Coordinate labeling data:
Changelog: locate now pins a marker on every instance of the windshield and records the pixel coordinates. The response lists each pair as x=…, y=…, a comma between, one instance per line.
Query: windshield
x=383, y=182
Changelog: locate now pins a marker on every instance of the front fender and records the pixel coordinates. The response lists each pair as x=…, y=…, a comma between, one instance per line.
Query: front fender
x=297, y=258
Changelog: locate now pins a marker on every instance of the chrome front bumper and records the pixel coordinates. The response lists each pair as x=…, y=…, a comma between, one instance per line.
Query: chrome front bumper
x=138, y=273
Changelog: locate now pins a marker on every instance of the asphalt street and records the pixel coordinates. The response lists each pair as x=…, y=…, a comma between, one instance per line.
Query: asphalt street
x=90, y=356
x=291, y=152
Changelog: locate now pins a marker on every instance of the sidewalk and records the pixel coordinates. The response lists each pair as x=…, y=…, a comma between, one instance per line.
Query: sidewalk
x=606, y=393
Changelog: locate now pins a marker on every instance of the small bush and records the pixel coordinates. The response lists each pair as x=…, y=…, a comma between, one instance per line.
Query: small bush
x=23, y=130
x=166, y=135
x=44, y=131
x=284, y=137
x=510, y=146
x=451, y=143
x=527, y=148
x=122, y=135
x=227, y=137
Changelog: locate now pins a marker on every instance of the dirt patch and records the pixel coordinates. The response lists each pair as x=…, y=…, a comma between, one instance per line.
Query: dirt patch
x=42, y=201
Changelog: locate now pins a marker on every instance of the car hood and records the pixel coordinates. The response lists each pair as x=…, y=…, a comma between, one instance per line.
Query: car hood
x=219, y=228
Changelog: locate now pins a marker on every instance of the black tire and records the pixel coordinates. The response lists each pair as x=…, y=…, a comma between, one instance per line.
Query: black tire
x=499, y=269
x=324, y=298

§ Aim:
Rewrite all of the data above as a two-column CSV with the header row input,output. Give each item its own row, with its full text under input and its answer under output. Wrap every field in double quotes and replace its line breaks with spaces.

§ Solution:
input,output
"Changelog: locate now pins a marker on every instance of the windshield and records the pixel coordinates. The response lists each pair as x=…, y=…, a comma between, one instance per line. Query: windshield","x=383, y=182"
"Changelog: locate now pins a marker on every instance of the front fender and records the pixel coordinates. The response lists each pair as x=…, y=…, a comma between, one instance per line. Query: front fender","x=297, y=258"
"Changelog: locate now pins a marker on every instance of the chrome front bumper and records the pixel coordinates. The response lists each pair as x=…, y=…, a comma between, one instance per line. Query: chrome front bumper","x=138, y=273"
"Changelog: locate now pins a marker on every instance of the asphalt street and records the pixel coordinates. The response lists each pair as x=…, y=…, a comma between, one instance per line. Query: asphalt street","x=90, y=356 x=291, y=152"
"Changelog: locate now pins a marker on every instance of the sidewalk and records the pixel coordinates. The response lists each pair as x=…, y=…, a comma between, one instance per line. Query: sidewalk","x=606, y=393"
"Changelog: locate now pins a marker on every instance of the small bush and records the pixel coordinates. The response lists each pair as x=…, y=…, a comma between, one instance per line. Query: small bush","x=23, y=130 x=166, y=135 x=44, y=131 x=284, y=137 x=510, y=146 x=451, y=143 x=527, y=148 x=122, y=135 x=227, y=137"
"Changelog: locate now pins a marker on every instance of the dirt patch and records the pixel coordinates. The response lists each pair as x=…, y=…, a comma between, one instance per line. Query: dirt patch","x=42, y=201"
"Changelog: locate now pins a marker on every instance of the car hood and records the pixel coordinates. The response lists each pair as x=…, y=…, a comma between, one instance per line. Query: car hood","x=219, y=228"
"Changelog: locate now pins a marker on every instance of the black tire and records the pixel coordinates. The response lists each pair as x=…, y=…, a comma between, one instance per line. Query: black tire","x=499, y=269 x=324, y=298"